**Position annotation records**

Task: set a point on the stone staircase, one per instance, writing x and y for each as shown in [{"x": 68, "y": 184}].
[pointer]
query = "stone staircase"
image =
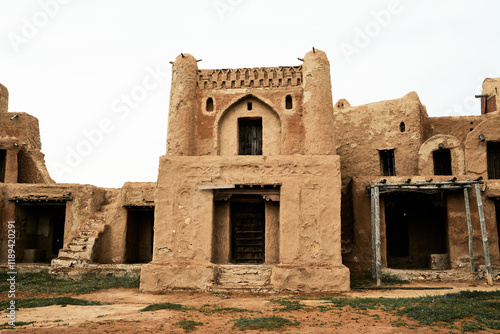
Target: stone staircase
[
  {"x": 243, "y": 277},
  {"x": 80, "y": 251}
]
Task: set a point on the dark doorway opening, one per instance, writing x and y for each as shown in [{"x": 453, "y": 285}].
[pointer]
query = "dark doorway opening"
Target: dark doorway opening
[
  {"x": 247, "y": 229},
  {"x": 416, "y": 227},
  {"x": 493, "y": 157},
  {"x": 140, "y": 232},
  {"x": 42, "y": 231},
  {"x": 3, "y": 155},
  {"x": 442, "y": 162},
  {"x": 387, "y": 163},
  {"x": 250, "y": 136}
]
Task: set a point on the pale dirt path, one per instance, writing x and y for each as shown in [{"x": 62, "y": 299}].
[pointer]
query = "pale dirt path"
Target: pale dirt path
[{"x": 124, "y": 315}]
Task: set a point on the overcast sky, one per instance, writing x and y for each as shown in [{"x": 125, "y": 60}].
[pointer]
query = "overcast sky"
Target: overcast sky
[{"x": 96, "y": 73}]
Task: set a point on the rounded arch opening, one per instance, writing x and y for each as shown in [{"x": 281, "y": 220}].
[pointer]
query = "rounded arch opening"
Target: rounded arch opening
[{"x": 232, "y": 124}]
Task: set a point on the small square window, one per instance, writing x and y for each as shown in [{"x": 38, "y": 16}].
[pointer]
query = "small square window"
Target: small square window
[{"x": 387, "y": 163}]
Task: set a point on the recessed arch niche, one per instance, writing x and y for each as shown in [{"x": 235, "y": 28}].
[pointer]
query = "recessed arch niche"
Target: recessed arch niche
[{"x": 228, "y": 133}]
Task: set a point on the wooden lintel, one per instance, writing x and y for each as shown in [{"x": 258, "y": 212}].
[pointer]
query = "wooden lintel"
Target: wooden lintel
[{"x": 212, "y": 186}]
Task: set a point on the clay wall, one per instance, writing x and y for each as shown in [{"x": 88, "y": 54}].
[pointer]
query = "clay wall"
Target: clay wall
[
  {"x": 307, "y": 238},
  {"x": 24, "y": 127},
  {"x": 364, "y": 130},
  {"x": 4, "y": 99},
  {"x": 85, "y": 200},
  {"x": 202, "y": 101}
]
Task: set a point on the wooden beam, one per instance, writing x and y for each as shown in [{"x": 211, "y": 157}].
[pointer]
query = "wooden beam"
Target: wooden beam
[
  {"x": 376, "y": 232},
  {"x": 469, "y": 229},
  {"x": 484, "y": 234},
  {"x": 215, "y": 186},
  {"x": 374, "y": 245}
]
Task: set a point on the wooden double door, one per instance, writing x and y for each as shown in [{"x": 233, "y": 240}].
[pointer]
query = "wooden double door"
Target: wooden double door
[{"x": 248, "y": 231}]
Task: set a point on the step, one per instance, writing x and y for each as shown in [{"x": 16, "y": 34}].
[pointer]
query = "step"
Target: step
[
  {"x": 77, "y": 247},
  {"x": 68, "y": 262},
  {"x": 251, "y": 275},
  {"x": 82, "y": 241},
  {"x": 89, "y": 233}
]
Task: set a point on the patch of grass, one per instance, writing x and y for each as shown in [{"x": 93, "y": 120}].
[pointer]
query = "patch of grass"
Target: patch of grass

**Exercise goal**
Change every instance of "set a point on" in the records above to "place a marker on" and reproduce the records with no other edits. Omit the pictures.

**Solution for this task**
Task: place a marker on the stone staircase, one per instance, writing x and y for each as shown in [{"x": 68, "y": 184}].
[pointer]
query = "stone staircase"
image =
Target: stone staircase
[
  {"x": 243, "y": 277},
  {"x": 80, "y": 251}
]
Task: place a marker on the dark doorway opening, one per instance, writing x and y for each as shown in [{"x": 453, "y": 285}].
[pointer]
query = "dark doorway opening"
Target: dark doorway opening
[
  {"x": 247, "y": 229},
  {"x": 416, "y": 227},
  {"x": 493, "y": 157},
  {"x": 140, "y": 232},
  {"x": 42, "y": 231},
  {"x": 3, "y": 155},
  {"x": 442, "y": 162},
  {"x": 387, "y": 163},
  {"x": 250, "y": 136}
]
Task: place a marker on the pale dirt path, one per instance, writing x and y for each as shown in [{"x": 62, "y": 299}].
[pointer]
query = "pale dirt path"
Target: pale dirt path
[{"x": 124, "y": 315}]
Task: place a marker on the overcast sky, one per instance, writing x and y for each as shown in [{"x": 125, "y": 60}].
[pointer]
query = "overcast sky"
Target: overcast sky
[{"x": 96, "y": 73}]
Task: place a marker on the rounded arch opening, one per instance, writing x and y for each as shown in [{"x": 281, "y": 220}].
[pointer]
query = "rounded arch opening"
Target: rounded arch opening
[{"x": 232, "y": 124}]
Task: place a marker on the small square window, one per instance, writing x and y for each as shown in [{"x": 38, "y": 16}].
[pointer]
query = "small square window"
Target: small square window
[{"x": 387, "y": 163}]
Task: place a marker on the recessed arch niche, one per instance, writing x and y for each as shown in [{"x": 235, "y": 28}].
[pointer]
query = "recessed arch niche"
Target: recessed arch niche
[{"x": 228, "y": 133}]
Task: place a marker on the wooden lintel, one per instance, writing x and y for each as shown in [{"x": 258, "y": 212}].
[pointer]
query = "wooden lintel"
Target: wooden lintel
[{"x": 212, "y": 186}]
Task: place a marker on the clay wall, one per instance, writing x and y for each as shown in [{"x": 88, "y": 54}].
[pointer]
query = "clay wall"
Target: clay wall
[
  {"x": 307, "y": 238},
  {"x": 24, "y": 127},
  {"x": 364, "y": 130},
  {"x": 4, "y": 99},
  {"x": 85, "y": 200},
  {"x": 202, "y": 101}
]
Task: place a marker on the wooden beam, one per instance, writing x and y for each as shown in [{"x": 211, "y": 157}].
[pointer]
query = "wooden beam"
Target: wooden beam
[
  {"x": 376, "y": 232},
  {"x": 469, "y": 229},
  {"x": 484, "y": 234},
  {"x": 215, "y": 186},
  {"x": 374, "y": 245}
]
Task: place a marker on the wooden double door, one per instance, writing x and y for each as shown in [{"x": 233, "y": 240}].
[pointer]
query = "wooden double door"
Target: wooden double door
[{"x": 248, "y": 231}]
Task: place a marker on the step, one per instance, writing x and y for each as shown in [{"x": 16, "y": 34}].
[pointer]
query = "step"
Target: step
[
  {"x": 77, "y": 247},
  {"x": 68, "y": 262},
  {"x": 251, "y": 275},
  {"x": 82, "y": 241},
  {"x": 89, "y": 233}
]
Task: place a marker on the patch of grass, one per instance, writing x and y for each as shown in [{"x": 93, "y": 120}].
[pointer]
query = "patch of grass"
Target: patch of grass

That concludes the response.